• _DOKUMENT ŹRÓDŁOWY_:
━━━

Subskrybuj
Europejskie Puchary

Lech - kadra zbyt wąska, obrońcy zbyt słabi...

2020-11-27

Widać, że wicemistrz Polski jest bez formy, a w Liege trener Dariusz Żuraw nie pomógł zmianami. Nie pomaga też kadra - za wąska, jak na wymagania rywalizacji w Lidze Europy, a także PKO Bank Polski Ekstraklasie i Pucharze Polski. Dla wielu piłkarzy dodatkowym wyzwaniem są spotkania w drużynach narodowych, czy w U-21. Pytanie też o umiejętności środkowych obrońców.

„Kolejorz” grał fatalnie do przerwy, ale Obbi Oulare w doliczonym czasie gry pierwszej połowy otrzymał drugą żółtą, a w konsekwencji czerwoną kartkę. Do tego momentu wicemistrz Polski nie istniał. Nie grał w piłkę - tylko starał się przeszkadzać, zresztą mało udolnie i bramkarz Filip Bednarek znowu wykazał się kilka razy. Do drugiej połowy podopieczni Dariusza Żurawia przystępowali jednak z przewagą jednego zawodnika. To rodziło nadzieję. I rzeczywiście Lech przejął inicjatywę. Przyniosło to gola, którego wypracował Tymoteusz Puchacz, a strzelił Mikael Ishak.

Co ze środkowymi obrońcami?!? Błąd za błędem...

A później... sytuacja wymknęła się spod kontroli. Dość powiedzieć, że trener Żuraw mówił o „frajersko straconych trzech punktach”. W 63. minucie Pedro Tiba fatalnie stracił piłkę, co doprowadziło do gola Abdoul-Fessala Tapsoby. Strata piłki przez Portugalczyka to był poważny błąd, ale to jak w tej  sytuacji zachował się kapitan Lecha, Thomas Rogne, to druga sprawa. „Wyglądał jak porowóz na węgiel” - można by skomentować. W 74. minucie drugą żółtą kartkę, a w konsekwencji czerwoną otrzymał Djordje Crnomarković. Dramat Lecha dopełnił się w doliczonym czasie gry, gdy Konstantinos Laifis strzelił głową zwycięską bramkę dla Standardu, po tym jak Alan Czerwiński nie zablokował dośrodkowania, a Lubomir Satka „schował się” za rywala przy wyskoku. Nawet Bednarek nie zdołał sparować tej piłki. W tej relacji wymieniam trzech środkowych obrońców Lecha. I nie ma co ukrywać, każdy z nich popełnił sporo błędów tej jesieni. Artur Wichniarek komentuje: „Widząc, co wyprawiają Rogne, Crnomarković, czy Satka, zastanawiam się, czy Tomasz Dejewski nie zasługuje na większą szansę. Gdyby grał regularnie, to też nabierałby ogrania”. A tak grają obcokrajowcy, ale ich forma pozostawia wiele do życzenia. W Glasgow właśnie Rogne popełnił decydujący błąd przy golu Alfredo Morelosa...

━━━

• _PODANE WPISY_:
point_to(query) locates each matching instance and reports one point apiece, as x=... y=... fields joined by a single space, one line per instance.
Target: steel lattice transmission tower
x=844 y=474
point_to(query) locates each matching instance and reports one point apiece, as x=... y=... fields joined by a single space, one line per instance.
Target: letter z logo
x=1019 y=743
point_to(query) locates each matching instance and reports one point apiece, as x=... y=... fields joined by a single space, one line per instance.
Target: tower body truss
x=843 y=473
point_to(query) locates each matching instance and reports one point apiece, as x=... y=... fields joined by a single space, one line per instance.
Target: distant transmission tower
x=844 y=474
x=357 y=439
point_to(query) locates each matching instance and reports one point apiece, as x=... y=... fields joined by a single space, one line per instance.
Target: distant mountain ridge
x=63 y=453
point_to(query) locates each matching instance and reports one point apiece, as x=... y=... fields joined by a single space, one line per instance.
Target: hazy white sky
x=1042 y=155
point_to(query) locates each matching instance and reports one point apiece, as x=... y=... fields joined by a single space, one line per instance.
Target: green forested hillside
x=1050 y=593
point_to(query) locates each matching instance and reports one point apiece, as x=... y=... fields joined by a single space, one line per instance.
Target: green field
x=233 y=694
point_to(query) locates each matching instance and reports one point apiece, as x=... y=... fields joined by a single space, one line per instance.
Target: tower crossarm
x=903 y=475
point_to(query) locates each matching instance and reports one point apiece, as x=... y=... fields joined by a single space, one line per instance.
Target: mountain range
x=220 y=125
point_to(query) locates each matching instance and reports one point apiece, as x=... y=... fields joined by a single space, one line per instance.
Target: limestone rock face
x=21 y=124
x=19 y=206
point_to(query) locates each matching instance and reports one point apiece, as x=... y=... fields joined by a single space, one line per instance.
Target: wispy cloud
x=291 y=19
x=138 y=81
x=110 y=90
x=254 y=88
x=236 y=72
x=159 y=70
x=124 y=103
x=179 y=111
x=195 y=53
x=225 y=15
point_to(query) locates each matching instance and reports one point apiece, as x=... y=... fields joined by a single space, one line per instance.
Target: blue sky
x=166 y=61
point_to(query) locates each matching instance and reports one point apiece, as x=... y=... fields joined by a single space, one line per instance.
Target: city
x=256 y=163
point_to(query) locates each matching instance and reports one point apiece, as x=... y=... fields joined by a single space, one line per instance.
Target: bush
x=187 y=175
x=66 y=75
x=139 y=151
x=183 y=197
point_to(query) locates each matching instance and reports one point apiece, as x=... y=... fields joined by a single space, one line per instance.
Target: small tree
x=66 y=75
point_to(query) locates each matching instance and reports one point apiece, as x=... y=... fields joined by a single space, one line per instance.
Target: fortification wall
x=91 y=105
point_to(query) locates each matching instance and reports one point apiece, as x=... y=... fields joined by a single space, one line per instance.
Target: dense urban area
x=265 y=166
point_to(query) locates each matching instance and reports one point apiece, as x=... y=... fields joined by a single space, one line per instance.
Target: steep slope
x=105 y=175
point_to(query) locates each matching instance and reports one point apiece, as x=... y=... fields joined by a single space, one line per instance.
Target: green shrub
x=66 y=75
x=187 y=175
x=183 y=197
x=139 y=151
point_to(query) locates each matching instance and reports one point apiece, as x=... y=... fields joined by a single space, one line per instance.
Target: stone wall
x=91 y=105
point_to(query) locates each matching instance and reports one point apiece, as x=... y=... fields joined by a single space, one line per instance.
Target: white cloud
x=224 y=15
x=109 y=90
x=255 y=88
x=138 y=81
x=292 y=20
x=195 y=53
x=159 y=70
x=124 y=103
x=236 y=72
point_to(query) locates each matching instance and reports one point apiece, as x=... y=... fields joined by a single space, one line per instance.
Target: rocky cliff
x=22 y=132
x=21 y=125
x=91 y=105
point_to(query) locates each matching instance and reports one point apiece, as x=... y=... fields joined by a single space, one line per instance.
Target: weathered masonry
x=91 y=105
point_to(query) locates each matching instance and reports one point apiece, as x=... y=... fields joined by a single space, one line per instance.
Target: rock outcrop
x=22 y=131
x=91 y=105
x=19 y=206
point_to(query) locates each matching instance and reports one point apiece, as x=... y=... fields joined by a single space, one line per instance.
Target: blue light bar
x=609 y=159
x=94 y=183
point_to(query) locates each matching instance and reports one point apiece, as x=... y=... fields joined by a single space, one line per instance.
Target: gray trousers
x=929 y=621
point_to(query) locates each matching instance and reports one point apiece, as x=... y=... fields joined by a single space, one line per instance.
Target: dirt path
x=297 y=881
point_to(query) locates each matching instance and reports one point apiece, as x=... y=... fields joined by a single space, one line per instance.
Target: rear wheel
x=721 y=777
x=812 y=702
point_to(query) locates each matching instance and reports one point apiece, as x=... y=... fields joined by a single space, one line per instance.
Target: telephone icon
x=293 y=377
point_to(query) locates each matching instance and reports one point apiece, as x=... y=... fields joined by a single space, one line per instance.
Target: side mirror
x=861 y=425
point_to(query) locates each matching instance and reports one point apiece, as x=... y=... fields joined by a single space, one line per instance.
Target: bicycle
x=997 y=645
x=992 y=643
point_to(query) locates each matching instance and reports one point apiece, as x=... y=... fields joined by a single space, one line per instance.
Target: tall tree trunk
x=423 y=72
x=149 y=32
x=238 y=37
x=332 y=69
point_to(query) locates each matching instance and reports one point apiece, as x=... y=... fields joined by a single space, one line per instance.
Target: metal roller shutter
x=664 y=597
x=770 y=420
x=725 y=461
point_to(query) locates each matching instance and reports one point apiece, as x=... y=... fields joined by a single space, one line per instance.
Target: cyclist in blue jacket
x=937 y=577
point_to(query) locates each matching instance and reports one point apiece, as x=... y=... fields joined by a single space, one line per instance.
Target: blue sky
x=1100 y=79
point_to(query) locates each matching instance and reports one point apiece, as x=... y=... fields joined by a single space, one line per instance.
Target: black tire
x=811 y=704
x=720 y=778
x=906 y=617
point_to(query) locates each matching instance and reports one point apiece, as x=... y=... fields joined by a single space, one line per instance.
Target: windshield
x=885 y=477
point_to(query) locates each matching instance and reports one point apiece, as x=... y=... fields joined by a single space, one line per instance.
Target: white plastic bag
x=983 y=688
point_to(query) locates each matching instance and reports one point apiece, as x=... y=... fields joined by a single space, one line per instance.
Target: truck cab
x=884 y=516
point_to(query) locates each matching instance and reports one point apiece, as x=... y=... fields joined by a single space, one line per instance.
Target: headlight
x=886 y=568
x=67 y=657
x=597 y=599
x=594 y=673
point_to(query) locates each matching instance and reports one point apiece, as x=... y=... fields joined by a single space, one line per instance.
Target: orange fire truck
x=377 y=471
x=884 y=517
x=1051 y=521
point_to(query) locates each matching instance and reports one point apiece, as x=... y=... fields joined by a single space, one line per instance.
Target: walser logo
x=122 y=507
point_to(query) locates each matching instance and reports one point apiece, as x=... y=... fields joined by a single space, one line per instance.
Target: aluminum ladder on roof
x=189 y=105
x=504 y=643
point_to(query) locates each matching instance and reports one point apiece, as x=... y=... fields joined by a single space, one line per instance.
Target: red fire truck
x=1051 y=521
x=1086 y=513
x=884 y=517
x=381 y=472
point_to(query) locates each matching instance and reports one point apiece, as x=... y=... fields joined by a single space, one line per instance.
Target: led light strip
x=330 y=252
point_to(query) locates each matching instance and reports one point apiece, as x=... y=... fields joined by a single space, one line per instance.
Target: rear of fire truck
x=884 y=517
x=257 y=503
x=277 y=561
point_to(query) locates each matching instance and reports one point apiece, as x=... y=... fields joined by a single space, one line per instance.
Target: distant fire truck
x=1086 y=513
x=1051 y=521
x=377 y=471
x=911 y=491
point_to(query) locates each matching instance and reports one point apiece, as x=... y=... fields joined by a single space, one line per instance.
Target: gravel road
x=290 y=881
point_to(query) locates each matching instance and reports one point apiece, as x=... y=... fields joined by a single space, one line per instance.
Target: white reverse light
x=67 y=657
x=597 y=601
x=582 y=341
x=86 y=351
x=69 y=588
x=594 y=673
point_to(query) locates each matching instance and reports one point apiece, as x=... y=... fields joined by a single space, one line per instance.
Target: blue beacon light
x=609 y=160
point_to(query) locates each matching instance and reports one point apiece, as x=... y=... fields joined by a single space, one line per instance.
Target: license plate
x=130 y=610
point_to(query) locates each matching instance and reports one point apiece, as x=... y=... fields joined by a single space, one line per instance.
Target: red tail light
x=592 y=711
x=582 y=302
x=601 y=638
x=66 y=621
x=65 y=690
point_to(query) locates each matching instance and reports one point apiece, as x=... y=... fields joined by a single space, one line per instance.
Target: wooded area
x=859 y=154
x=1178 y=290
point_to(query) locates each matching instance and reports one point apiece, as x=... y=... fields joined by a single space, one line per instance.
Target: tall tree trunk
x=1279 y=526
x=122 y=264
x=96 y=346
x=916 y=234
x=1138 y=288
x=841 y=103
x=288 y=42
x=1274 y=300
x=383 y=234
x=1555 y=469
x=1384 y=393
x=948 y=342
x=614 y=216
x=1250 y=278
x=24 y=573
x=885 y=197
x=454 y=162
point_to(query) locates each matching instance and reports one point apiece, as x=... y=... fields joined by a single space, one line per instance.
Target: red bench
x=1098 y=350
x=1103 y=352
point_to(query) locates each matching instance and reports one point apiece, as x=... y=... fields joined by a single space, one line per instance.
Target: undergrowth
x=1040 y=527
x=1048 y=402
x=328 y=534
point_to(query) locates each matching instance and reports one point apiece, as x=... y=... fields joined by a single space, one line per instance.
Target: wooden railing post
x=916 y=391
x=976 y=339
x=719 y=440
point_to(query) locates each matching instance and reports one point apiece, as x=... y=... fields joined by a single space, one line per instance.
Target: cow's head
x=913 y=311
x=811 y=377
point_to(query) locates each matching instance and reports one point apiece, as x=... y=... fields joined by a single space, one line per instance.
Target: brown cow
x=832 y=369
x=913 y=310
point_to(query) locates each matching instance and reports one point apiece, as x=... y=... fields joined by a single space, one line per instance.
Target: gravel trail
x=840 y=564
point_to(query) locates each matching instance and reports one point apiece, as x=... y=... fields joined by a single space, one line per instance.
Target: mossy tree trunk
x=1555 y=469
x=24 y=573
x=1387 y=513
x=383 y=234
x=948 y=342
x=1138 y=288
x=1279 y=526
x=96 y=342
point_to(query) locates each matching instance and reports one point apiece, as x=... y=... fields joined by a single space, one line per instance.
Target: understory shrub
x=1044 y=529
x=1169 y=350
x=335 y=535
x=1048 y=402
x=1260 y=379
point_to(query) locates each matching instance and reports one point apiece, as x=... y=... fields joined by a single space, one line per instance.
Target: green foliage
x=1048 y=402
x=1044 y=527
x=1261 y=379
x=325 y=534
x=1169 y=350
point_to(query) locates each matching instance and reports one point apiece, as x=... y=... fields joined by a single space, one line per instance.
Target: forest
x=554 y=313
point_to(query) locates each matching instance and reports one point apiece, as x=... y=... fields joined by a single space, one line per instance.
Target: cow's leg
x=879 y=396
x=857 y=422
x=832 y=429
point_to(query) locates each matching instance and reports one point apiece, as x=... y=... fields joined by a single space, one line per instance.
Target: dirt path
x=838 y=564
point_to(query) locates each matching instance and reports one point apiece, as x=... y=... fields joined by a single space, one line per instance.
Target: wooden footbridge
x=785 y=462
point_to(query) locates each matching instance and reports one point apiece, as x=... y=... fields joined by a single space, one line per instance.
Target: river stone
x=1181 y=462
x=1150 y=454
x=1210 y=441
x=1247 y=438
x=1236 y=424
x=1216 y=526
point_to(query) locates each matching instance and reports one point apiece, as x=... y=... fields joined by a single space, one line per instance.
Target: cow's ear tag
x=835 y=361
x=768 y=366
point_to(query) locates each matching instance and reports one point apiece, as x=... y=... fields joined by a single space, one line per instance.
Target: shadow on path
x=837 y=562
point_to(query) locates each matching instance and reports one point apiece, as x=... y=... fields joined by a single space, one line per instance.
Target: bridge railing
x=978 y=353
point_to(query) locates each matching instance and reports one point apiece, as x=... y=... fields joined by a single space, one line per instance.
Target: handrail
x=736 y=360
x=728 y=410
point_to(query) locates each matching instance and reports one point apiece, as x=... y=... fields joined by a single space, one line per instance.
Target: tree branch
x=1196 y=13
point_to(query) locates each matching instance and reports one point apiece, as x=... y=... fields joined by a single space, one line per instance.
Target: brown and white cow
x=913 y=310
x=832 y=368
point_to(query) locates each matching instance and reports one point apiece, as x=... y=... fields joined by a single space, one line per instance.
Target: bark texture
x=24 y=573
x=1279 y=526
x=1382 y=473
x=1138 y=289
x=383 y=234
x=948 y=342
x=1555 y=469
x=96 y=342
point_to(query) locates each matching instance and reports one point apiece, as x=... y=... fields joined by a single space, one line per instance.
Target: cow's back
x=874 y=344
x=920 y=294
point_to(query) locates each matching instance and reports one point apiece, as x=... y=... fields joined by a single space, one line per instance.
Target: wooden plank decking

━━━

• _LISTA ZADAŃ_:
1 – Zaktualizuj fragment wykazu od jego początku do wiersza zawierającego „x=1019 y=743” włącznie, zamieniając „Target” na „Obiekt” i nie zmieniając niczego poza tym. Podaj wyłącznie ten fragment.
2 – Podaj ciąg dalszy artykułu o meczu Lecha w Liege, zaczynając od miejsca, w którym tekst się urywa.

• _W ODPOWIEDZI_:
1 –
point_to(query) locates each matching instance and reports one point apiece, as x=... y=... fields joined by a single space, one line per instance.
Obiekt: steel lattice transmission tower
x=844 y=474
point_to(query) locates each matching instance and reports one point apiece, as x=... y=... fields joined by a single space, one line per instance.
Obiekt: letter z logo
x=1019 y=743

2 –
19 meczów za Lechem - „zabójcza” dawka

Lech wprowadził trochę nadziei do polskiego futbolu klubowego. Po pierwsze wypromował młodych Polaków, po drugie potrafi ich sprzedawać za rekorodwe kwoty. Po trzecie awansował – w pięknym stylu – do grupy Ligi Europy. Ostatni raz graliśmy – jako polski futbol – w grupie Ligi Europy w sezonie 2015/16 (Lech i Legia). Jednak we wrześniu zabrakło odwagi, aby zainwestować w dwóch-trzech klasowych piłkarzy. Młodzi, ale i starsi nie wytrzymują obciążeń tego sezonu. W sezonie 2020/21 Lech już zagrał 19 meczów, a przed „Kolejorzem” jeszcze 7 konfrontacji przed Bożym Narodzeniem (5 w ekstraklasie i 2 w Lidze Europy). To „zabójcza” dawka. W trzech ostatnich meczach wyczerpany Lech stracił gole w doliczonym czasie gry – przegrywając z Legią, remisując z Rakowem i przegrywając ze Standardem.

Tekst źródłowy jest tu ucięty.